= Excerpt to read =
* * * *

Laura Theresa, Lady Alma-Tadema ( Epps; 16 April 1852 – 15 August 1909) was a British painter specialising in domestic and genre scenes of women and children. Eighteen of her paintings were exhibited at the Royal Academy. Her husband, Sir Lawrence Alma-Tadema, was one of the most prominent Victorian painters.

== Life ==
A daughter of Dr. George Napoleon Epps (who was brother of Dr. John Epps), she had two sisters who were also painters (Emily studied under John Brett, a Pre-Raphaelite, and Ellen under Ford Madox Brown), while Edmund Gosse and a stockbroker, Rowland Hill, were her brothers-in-law.

It was at Madox Brown's home that Alma-Tadema first met her in December 1869, when she was aged 17 and he was 33. (His first wife had died in May that year.) He fell in love at first sight, and so it was partly her presence in London (and partly the fact that only in England had his work consistently sold) that influenced him into relocating to England rather than elsewhere when forced to leave the continent by the outbreak of the Franco-Prussian War in July 1870.

Arriving in London at the beginning of September 1870 with his small daughters and sister Artje, Alma-Tadema wasted no time in contacting Epps, and it was arranged that he would give her painting lessons. During one of these, he proposed marriage. As he was then thirty-four and Laura was now only eighteen, her father was initially opposed to the idea. Dr. Epps finally agreed on the condition that they should wait until they knew each other better. They married in July 1871 and, though this second marriage was childless, it also proved enduring and happy, with Laura acting as stepmother to her husband's daughters by his first marriage, Laurence and Anna.

* * * *

= Tasks for this exercise =
1. Answer these questions from the passage on Laura Alma-Tadema:
(a) How many of her paintings were exhibited at the Royal Academy?
(b) Under which painter did her sister Ellen study?
(c) In what month and year did she marry Lawrence Alma-Tadema?
2. Write the next part of the passage on Laura Alma-Tadema, starting after its final sentence.
The records are not needed for any of the work here.

Records from a dataset:
* * * *

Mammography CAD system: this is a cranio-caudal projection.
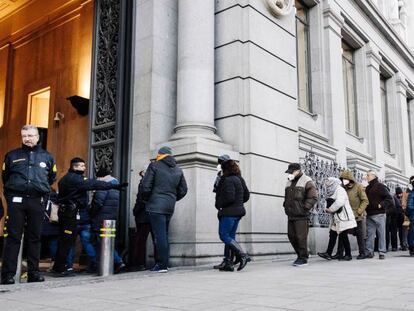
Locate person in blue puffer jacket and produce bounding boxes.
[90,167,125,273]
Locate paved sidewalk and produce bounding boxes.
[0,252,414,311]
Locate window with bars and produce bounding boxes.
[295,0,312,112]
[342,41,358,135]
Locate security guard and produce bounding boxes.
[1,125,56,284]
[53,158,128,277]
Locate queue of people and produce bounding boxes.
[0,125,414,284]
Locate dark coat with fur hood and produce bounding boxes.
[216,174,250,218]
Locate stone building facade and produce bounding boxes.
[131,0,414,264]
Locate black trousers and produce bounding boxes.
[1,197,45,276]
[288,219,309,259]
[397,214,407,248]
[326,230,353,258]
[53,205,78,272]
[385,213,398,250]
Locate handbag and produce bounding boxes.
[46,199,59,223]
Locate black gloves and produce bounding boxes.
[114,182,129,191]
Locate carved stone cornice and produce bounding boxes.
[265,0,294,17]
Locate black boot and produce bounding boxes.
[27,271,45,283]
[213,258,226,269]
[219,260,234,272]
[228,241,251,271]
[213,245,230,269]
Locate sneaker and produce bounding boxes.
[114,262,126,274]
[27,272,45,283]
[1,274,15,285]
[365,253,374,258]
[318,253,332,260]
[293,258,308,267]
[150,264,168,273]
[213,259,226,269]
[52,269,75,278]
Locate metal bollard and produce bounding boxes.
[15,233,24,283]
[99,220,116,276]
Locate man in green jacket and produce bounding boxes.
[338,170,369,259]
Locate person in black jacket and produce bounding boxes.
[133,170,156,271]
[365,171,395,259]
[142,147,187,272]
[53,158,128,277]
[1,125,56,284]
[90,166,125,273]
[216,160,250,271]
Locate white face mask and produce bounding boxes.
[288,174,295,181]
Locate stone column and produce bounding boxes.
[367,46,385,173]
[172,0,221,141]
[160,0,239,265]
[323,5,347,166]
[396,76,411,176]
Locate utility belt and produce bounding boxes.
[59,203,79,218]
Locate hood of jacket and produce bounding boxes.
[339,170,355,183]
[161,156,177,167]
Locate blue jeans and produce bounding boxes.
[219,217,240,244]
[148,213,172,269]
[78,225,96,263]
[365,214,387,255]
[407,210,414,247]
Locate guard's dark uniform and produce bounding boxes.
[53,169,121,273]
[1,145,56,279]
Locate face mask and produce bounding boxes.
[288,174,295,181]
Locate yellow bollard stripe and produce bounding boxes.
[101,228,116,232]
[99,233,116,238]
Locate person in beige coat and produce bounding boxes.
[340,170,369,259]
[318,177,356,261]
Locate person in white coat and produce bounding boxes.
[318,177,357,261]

* * * *

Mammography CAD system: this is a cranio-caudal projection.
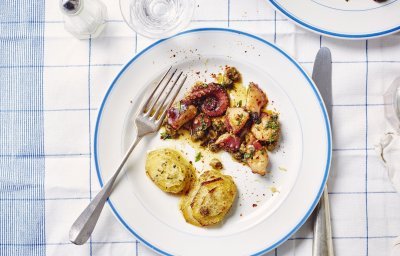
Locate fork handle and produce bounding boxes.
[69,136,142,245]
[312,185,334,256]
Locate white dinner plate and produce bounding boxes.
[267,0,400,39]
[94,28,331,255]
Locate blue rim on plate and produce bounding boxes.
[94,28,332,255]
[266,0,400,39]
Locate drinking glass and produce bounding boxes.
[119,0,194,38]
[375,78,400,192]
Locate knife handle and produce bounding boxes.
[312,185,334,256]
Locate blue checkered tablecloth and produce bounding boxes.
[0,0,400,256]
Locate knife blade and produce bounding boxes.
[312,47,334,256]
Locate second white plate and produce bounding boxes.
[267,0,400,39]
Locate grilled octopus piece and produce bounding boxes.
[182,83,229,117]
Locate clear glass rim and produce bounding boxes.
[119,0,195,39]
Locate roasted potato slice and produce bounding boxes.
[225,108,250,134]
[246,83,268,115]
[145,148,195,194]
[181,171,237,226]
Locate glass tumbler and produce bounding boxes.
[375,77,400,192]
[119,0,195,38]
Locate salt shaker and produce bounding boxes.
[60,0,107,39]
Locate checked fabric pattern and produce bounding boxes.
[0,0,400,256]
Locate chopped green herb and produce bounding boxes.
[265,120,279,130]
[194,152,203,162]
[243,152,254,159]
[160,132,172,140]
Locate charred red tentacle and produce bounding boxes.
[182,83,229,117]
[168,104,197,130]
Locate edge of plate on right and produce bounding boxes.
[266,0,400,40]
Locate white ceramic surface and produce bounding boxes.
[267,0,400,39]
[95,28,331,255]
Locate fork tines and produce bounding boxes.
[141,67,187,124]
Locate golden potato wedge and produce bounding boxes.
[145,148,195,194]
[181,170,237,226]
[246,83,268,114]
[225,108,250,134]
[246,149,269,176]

* * * *

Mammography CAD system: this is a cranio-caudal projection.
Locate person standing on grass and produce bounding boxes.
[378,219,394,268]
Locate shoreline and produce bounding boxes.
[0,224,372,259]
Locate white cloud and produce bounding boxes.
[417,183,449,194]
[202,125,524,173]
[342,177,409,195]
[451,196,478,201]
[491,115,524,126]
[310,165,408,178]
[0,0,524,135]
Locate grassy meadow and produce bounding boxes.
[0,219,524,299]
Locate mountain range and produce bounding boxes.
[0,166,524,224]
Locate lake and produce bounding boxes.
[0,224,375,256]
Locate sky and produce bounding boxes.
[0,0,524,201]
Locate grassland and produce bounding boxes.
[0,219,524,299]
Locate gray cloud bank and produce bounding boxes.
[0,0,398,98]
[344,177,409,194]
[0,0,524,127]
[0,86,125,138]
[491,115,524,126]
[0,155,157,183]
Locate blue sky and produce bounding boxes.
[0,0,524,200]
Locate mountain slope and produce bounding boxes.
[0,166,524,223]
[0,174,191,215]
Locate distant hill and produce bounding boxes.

* * * *

= Task responses =
1.
(a) Eighteen
(b) Ford Madox Brown
(c) July 1871

2.
The Paris Salon in 1873 gave Alma-Tadema her first success in painting, and in 1878, at the Paris International Exhibition, she was one of only two English women artists exhibited. Her other venues included the Royal Academy (from 1873), the Grosvenor Gallery and others in London. Alma-Tadema exhibited her work at the Palace of Fine Arts at the 1893 World's Columbian Exposition in Chicago, Illinois. She also had occasional work as an illustrator, particularly for The English Illustrated Magazine, and was well known as a hostess in their London residences at Regents Park and later Grove End Road. Alma-Tadema died on 15 August 1909; a letter to the Times newspaper printed two days later detailed the circumstances leading to her death:Lady Alma-Tadema spent the months of June and July in a German cure, from which she returned a few days ago in a very weak state. She was advised to leave town immediately, and she entered an establishment in Hindhead. Here her malady suddenly took a critical turn on Friday last and she passed away painlessly after an unconsciousness of many hours on the night of Sunday.A memorial exhibition of her work was held at the Fine Art Society the following year.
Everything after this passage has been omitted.